__Text shown__
Chamber Music (October 31, 2003)

Theater Artists of Olympia strike up with ‘Chamber Music’

by JW Ficker for the Sitting Duck

Theater Artists of Olympia are exactly what they claim, artists. I recently saw their production of Chamber Music by Arthur Kopit which ran during the month of November. A story of eight famous women (from Queen Isabella of Spain to Susan B. Anthony) having an annual meeting in a mental institution where they are all patients. The meeting includes Gertrude Stein’s reading of the minutes and Amelia Earhart’s attempting to authenticate her identity. TAO director Pug Bujeaud added an opening scene of a woman in a straight jacket singing Making Whoopee, which nicely set the stage for the conversations to follow.

I thought the script’s author mishandled his opportunities with these women of history. The script left me looking for something more to come of this conversation in an asylum addressing decorum to cannibalism with mental patients cared for by an all male staff. I wasn’t sure what response the author had in mind for his audience. However, it was well after my departure from the theater, somewhere downtown with a cocktail that these thoughts showed up in a self important, overly analytical theater conversation with friends. This is exactly what I want from a night of theater.

The show entertained with well delivered black comedy. I sat next to a man whose laugh filled the 70 seat house at the Mariah Arts School repeatedly. Solid performances by all the actors, including the well used cross dressing men playing Gertrude Stein and Joan of Arc, displayed TAO’s professionalism and pool of talent.

After the show I had an opportunity to talk with Bujeaud and asked for the TAO story. The artists, Olympia Little Theater board members, Harlequin regulars, members of the former Abbey Players, Evergreen Playhouse and others, all signed on with the intention of making a type of theater that these members feel is absent from Olympia. Financed by performing mystery dinner theaters at Eastern Washington and private parties, TAO looks to take on other dark comedies and touchy dramas.

Next fall they look to produce another full blown stage project and in the mean time keep at the mystery theater. If their staging of Chamber Music is indicative of what TAO can do, Olympia has some good theater conversations yet to come.

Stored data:
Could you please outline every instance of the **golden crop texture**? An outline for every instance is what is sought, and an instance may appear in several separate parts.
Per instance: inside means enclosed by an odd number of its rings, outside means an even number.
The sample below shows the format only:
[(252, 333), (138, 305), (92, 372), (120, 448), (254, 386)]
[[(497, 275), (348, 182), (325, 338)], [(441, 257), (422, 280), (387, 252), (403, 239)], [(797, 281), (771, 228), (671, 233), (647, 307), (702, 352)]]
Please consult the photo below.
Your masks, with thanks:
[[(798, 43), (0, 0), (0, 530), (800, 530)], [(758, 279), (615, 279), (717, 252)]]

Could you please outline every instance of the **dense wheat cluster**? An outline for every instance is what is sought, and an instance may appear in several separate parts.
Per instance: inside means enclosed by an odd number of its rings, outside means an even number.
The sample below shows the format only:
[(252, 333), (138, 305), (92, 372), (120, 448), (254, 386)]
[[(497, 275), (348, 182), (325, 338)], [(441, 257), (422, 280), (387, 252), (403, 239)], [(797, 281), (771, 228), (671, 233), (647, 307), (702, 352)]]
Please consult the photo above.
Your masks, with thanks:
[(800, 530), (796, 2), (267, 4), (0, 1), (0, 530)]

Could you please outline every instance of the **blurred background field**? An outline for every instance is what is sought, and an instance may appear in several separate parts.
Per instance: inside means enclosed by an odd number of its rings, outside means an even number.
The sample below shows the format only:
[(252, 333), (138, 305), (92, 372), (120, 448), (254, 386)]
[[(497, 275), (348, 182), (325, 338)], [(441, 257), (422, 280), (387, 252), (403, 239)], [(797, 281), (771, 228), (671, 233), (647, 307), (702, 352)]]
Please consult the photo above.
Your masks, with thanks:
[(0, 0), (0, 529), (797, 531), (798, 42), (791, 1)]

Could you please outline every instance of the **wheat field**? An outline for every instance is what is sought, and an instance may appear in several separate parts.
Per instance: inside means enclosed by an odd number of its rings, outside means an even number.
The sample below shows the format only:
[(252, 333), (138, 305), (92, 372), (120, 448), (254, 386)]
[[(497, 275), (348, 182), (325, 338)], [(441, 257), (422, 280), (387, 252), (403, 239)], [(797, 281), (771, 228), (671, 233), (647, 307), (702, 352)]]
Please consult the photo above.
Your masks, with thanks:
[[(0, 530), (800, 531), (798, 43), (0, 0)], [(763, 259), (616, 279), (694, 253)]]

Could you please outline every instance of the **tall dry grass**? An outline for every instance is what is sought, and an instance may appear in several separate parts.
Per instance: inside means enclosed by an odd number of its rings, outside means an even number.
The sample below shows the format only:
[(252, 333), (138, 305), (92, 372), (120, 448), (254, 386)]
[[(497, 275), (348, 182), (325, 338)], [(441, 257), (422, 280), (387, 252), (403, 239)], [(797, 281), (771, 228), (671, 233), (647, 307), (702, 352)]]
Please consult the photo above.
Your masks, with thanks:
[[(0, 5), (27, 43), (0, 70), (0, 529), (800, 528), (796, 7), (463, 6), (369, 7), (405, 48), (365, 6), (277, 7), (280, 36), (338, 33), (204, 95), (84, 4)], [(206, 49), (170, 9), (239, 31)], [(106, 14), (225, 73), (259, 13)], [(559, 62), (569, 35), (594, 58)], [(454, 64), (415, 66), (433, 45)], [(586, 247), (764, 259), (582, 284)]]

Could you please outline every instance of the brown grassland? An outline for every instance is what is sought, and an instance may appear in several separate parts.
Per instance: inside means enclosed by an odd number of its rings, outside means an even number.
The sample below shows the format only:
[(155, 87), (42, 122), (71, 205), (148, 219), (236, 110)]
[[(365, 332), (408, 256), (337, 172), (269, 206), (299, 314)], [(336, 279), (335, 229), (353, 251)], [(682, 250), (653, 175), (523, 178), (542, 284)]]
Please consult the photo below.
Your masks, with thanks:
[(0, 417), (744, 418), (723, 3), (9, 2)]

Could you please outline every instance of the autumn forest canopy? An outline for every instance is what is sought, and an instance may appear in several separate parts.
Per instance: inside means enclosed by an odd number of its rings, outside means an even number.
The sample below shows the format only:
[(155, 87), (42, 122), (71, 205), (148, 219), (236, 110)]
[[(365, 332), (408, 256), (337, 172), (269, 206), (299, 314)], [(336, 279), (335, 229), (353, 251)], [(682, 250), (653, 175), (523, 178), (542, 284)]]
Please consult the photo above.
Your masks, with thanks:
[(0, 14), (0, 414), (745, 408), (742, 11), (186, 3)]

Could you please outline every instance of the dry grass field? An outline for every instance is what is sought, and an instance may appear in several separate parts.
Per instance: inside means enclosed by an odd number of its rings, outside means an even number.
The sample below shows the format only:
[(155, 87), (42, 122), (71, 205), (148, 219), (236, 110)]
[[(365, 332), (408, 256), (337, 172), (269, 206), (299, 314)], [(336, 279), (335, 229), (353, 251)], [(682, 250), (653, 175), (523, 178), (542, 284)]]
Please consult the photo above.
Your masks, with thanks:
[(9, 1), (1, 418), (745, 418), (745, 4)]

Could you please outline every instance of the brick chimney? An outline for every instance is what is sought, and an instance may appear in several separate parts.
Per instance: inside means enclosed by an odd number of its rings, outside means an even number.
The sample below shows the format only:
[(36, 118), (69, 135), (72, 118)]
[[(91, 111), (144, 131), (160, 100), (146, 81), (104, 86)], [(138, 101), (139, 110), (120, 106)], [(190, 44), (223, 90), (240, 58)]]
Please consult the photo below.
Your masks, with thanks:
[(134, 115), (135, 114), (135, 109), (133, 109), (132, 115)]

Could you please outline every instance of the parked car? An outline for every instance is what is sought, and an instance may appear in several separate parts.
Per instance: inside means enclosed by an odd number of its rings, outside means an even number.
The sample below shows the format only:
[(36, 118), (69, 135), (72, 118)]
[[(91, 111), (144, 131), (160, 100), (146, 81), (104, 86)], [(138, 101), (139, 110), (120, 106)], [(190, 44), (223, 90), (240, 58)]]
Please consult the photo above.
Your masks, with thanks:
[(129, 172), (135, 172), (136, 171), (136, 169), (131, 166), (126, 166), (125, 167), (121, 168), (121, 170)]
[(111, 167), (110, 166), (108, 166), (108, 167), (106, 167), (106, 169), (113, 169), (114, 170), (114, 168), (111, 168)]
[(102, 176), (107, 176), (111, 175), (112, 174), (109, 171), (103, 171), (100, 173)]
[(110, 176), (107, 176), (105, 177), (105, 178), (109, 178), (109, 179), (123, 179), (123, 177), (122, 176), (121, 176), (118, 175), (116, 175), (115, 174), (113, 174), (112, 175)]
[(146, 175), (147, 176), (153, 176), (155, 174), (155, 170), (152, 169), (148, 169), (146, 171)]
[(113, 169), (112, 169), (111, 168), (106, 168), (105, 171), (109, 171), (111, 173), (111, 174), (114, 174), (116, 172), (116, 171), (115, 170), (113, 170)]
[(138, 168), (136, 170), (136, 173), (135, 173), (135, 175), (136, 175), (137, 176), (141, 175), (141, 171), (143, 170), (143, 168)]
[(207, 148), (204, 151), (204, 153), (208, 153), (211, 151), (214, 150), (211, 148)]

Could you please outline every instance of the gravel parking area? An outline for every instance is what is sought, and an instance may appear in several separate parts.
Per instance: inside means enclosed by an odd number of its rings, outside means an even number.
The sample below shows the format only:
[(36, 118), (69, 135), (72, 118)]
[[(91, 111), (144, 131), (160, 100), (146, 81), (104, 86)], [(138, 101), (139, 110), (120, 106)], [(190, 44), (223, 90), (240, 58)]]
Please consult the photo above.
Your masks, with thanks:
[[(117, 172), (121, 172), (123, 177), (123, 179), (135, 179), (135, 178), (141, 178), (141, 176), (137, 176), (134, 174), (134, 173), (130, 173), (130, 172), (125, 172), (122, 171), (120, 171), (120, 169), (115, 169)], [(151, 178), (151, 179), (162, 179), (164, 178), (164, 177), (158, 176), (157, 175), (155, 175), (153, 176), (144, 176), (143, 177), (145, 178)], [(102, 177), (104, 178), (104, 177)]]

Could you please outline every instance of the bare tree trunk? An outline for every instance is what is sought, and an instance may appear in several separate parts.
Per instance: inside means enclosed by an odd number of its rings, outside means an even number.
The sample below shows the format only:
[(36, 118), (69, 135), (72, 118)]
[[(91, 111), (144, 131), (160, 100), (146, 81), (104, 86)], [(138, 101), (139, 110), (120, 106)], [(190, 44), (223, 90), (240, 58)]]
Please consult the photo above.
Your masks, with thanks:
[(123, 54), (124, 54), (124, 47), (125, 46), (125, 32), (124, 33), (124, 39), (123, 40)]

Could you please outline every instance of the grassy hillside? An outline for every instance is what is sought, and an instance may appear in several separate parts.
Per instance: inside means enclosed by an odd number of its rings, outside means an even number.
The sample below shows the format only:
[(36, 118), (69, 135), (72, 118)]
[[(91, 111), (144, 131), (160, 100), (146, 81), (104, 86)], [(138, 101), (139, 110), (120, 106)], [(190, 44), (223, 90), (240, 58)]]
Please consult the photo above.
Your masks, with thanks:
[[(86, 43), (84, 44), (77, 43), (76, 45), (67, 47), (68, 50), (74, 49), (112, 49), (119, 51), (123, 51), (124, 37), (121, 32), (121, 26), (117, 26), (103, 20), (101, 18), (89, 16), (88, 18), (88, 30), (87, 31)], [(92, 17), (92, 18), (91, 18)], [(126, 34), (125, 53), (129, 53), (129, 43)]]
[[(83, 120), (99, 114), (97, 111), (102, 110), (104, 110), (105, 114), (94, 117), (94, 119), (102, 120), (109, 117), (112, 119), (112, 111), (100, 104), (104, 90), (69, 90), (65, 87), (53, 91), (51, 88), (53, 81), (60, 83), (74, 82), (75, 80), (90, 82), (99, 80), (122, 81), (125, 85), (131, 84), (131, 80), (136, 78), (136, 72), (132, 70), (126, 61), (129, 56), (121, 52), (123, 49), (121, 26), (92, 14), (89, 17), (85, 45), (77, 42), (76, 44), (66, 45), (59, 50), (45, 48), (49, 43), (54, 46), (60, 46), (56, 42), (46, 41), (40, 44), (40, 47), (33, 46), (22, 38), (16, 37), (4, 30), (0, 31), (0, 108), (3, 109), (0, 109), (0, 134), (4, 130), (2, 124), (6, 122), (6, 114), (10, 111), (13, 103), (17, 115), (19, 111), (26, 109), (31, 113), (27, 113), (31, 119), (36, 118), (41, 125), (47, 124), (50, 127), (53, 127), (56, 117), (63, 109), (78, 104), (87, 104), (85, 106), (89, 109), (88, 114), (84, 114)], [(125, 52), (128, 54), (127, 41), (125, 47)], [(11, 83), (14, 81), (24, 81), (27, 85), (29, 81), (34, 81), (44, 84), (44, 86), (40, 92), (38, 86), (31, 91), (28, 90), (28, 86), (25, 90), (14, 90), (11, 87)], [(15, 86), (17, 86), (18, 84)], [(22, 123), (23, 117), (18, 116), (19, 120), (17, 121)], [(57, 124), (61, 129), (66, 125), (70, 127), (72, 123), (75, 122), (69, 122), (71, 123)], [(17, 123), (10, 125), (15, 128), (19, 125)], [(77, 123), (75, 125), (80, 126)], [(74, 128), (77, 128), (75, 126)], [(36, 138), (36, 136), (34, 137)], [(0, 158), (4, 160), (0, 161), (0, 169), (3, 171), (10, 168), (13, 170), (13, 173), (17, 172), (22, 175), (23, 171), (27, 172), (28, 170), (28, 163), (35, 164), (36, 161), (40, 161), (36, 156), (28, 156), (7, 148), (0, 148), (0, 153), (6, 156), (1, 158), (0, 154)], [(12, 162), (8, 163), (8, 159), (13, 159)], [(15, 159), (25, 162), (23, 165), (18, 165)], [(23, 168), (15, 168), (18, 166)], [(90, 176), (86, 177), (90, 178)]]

__Directions__
Can you retype the part of the Chamber Music review starting with "Theater Artists of Olympia are" and going on through "conversations to follow."? The records are material apart from the review.

__Exercise response__
Theater Artists of Olympia are exactly what they claim, artists. I recently saw their production of Chamber Music by Arthur Kopit which ran during the month of November. A story of eight famous women (from Queen Isabella of Spain to Susan B. Anthony) having an annual meeting in a mental institution where they are all patients. The meeting includes Gertrude Stein’s reading of the minutes and Amelia Earhart’s attempting to authenticate her identity. TAO director Pug Bujeaud added an opening scene of a woman in a straight jacket singing Making Whoopee, which nicely set the stage for the conversations to follow.